Page excerpt |
——

# Tehachapi Loop By (Model) Airplane



## thecitrusbelt (Apr 27, 2011)

Courtesy of Mel Perry, here is what you get when you combine a love of trains, a model airplane and today’s technology:

http://www.youtube.com/watch?v=bLb_99f_JSE&feature=player_embedded

Thank you, Mel!!!

Bob Chaparro
Moderator
Model Railroads of Southern California
http://groups.yahoo.com/group/Model_Railroads_Of_Southern_California/


----------



## gunrunnerjohn (Nov 10, 2010)

Very cool!


----------



## tjcruiser (Jan 10, 2010)

Very nice. I'd love to see that with a music soundtrack added (instead of the plane whirr.)

The footage at 2:15 to 2:30 (of the full loop) is INCREDIBLE!!!

At one point, the engineer blows his horns a few times when (presumably) he sees the R/C plane close to the loco. I wonder if there are any FAA / TSA guidelines / restrictions on how close one can fly R/C to a train? I'm sure they'd nail anyone for flying R/C near a plane. Just curious ...

TJ


----------



## gunrunnerjohn (Nov 10, 2010)

I doubt it, he's tooting when he's way above it as well.


----------



## Big Ed (Jun 16, 2009)

What kind of plane was it? It sure ran for a long time.
Kind of landed like a helicopter from what I could see?

Cool train loop, I never saw that one before thanks for posting.


----------



## eljefe (Jun 11, 2011)

tjcruiser said:


> I wonder if there are any FAA / TSA guidelines / restrictions on how close one can fly R/C to a train? I'm sure they'd nail anyone for flying R/C near a plane. Just curious ...

——

Given information |
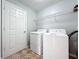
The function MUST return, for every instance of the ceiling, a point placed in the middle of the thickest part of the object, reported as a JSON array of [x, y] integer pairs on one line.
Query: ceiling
[[38, 5]]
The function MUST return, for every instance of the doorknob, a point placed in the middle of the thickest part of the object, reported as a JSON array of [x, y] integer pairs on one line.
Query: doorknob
[[24, 31]]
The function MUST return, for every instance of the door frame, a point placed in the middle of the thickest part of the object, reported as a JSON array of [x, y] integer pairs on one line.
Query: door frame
[[2, 28]]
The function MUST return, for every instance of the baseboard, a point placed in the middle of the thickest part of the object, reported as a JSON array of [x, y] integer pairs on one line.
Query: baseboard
[[72, 55]]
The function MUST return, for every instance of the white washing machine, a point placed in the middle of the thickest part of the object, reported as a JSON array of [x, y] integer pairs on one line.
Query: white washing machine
[[55, 46]]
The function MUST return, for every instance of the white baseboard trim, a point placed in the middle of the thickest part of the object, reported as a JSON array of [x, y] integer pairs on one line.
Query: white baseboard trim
[[72, 55]]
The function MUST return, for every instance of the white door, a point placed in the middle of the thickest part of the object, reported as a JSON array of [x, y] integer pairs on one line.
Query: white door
[[0, 28], [15, 29]]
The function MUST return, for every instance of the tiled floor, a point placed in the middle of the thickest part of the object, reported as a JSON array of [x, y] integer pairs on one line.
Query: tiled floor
[[24, 54], [27, 54]]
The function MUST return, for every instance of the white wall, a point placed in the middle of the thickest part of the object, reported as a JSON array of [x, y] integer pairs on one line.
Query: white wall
[[31, 16], [60, 15]]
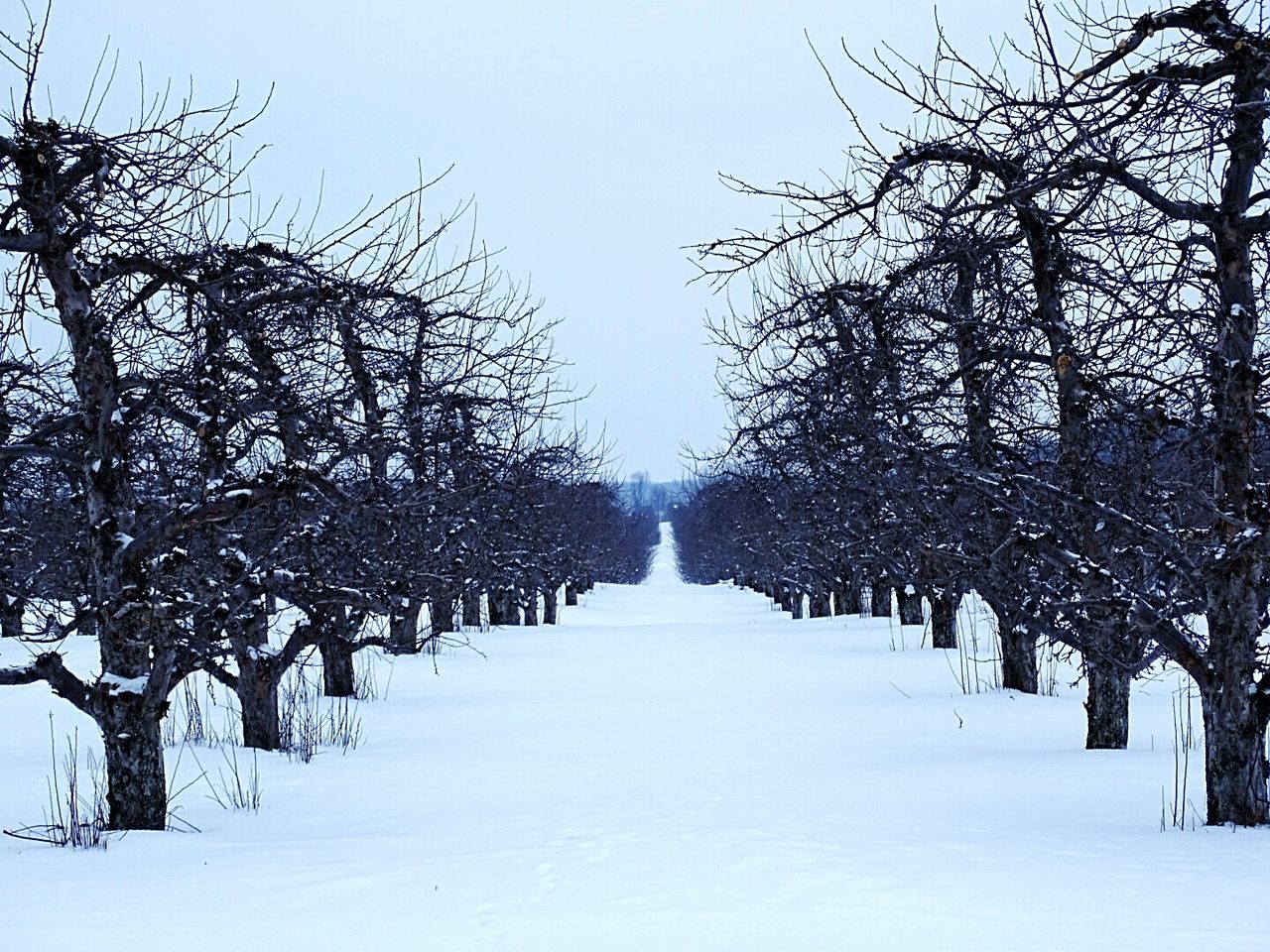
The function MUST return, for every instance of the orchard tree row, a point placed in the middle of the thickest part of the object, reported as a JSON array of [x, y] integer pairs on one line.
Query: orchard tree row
[[1016, 350], [223, 444]]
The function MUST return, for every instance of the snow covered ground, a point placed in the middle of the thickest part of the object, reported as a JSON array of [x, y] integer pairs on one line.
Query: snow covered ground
[[672, 769]]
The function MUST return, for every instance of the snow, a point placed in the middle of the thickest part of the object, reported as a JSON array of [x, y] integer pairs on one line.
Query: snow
[[672, 769], [118, 684]]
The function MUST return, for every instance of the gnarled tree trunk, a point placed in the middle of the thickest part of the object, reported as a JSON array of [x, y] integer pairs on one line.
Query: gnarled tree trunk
[[1106, 705], [944, 620]]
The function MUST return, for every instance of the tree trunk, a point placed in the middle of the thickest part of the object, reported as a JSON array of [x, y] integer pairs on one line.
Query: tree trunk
[[820, 603], [508, 608], [258, 697], [497, 611], [471, 608], [12, 610], [1019, 660], [911, 611], [441, 613], [336, 666], [879, 597], [1234, 758], [137, 792], [1106, 707], [404, 629], [944, 620]]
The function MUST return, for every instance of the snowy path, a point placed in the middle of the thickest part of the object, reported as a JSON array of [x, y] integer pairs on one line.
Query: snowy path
[[672, 769]]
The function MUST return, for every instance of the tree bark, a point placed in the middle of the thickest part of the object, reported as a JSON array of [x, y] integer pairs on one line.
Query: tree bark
[[1019, 660], [1106, 707], [12, 610], [820, 603], [258, 696], [137, 792], [336, 656], [404, 629], [911, 611], [879, 598], [471, 608], [1234, 757], [944, 620]]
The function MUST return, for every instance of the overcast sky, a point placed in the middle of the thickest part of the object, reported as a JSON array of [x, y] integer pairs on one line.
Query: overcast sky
[[589, 134]]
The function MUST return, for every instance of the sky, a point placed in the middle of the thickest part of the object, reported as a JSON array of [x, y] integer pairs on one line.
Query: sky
[[589, 136]]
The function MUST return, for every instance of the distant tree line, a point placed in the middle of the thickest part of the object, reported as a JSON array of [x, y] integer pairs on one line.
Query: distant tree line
[[257, 440], [1019, 353]]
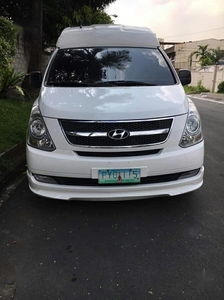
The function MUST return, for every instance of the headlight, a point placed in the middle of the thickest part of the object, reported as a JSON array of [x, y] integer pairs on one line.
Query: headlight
[[193, 131], [38, 135]]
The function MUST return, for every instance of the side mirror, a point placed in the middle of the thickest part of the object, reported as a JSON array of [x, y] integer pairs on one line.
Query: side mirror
[[185, 76], [35, 79]]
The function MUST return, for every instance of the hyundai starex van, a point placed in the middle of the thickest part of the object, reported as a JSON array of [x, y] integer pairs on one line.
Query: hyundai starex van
[[112, 120]]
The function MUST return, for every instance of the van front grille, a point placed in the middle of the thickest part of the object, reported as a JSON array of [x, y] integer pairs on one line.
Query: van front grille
[[100, 133]]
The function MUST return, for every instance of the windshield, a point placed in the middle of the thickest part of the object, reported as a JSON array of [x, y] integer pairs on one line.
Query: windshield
[[109, 66]]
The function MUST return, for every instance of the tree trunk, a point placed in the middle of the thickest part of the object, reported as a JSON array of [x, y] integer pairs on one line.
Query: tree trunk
[[36, 41]]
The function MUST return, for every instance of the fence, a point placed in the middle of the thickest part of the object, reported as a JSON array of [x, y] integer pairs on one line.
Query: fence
[[210, 76]]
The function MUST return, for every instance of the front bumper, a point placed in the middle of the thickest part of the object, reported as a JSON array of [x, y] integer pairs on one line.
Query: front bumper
[[101, 193], [69, 164]]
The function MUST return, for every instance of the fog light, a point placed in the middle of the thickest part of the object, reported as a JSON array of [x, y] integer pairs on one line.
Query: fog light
[[44, 179]]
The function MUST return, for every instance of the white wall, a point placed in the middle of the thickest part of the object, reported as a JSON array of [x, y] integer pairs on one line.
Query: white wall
[[206, 75]]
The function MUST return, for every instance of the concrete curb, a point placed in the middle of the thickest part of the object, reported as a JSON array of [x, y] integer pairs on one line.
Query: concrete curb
[[218, 97], [12, 164]]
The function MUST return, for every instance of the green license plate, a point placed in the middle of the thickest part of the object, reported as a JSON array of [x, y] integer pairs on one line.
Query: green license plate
[[119, 176]]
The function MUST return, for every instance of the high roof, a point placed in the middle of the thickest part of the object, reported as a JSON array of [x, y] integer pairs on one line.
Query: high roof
[[107, 36]]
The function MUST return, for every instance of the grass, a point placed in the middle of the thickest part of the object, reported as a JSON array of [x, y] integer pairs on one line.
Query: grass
[[14, 116]]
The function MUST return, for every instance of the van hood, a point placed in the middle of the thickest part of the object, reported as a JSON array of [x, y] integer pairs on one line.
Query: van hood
[[116, 103]]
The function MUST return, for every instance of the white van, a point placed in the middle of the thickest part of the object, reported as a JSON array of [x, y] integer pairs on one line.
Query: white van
[[112, 120]]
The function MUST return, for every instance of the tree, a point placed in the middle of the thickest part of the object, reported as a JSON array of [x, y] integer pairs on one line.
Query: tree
[[84, 16], [7, 45], [36, 40], [204, 55], [20, 11], [217, 55]]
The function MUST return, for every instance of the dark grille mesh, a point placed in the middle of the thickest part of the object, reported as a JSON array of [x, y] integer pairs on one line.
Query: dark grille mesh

——

Task set |
1 – In the Tehachapi Loop thread, which stretch of the video does tjcruiser call incredible?
2 – Pick up the Tehachapi Loop thread after its last line and write what comes next.

Results in order |
1 – The footage from 2:15 to 2:30, which shows the full loop.

2 –
> 
> TJ


Model plane flight rules are specified by the Academy of Model Aeronautics (AMA) in a document called Academy of Model Aeronautics National Model Aircraft Safety Code. AMA tends to be pretty strict about flying at designated AMA fields because they don't want people getting mad when r/c planes buzz their homes or crash into their cars and give the hobby a bad name.

It's probably not a stretch to say that the person who took the video violated this AMA rule: "All pilots shall avoid flying directly over unprotected people, vessels, vehicles or structures and shall avoid endangerment of life and property of others."



big ed said:


> Cool train loop, I never saw that one before thanks for posting.


As well traveled as Big Ed is and he's never seen the world-famous Tehachapi Loop? 

It's just a few miles down the road from me. Score one for the West Coast over New Jersey!


----------



## gunrunnerjohn (Nov 10, 2010)

The plane is surely a quad-copter, they're very popular for video platforms and the behavior of this one seemed consistent. My brother is into these big-time, he wears the video goggles to fly it using the on-board video, very cool.


----------



## tjcruiser (Jan 10, 2010)

Thanks for the info, El Jefe!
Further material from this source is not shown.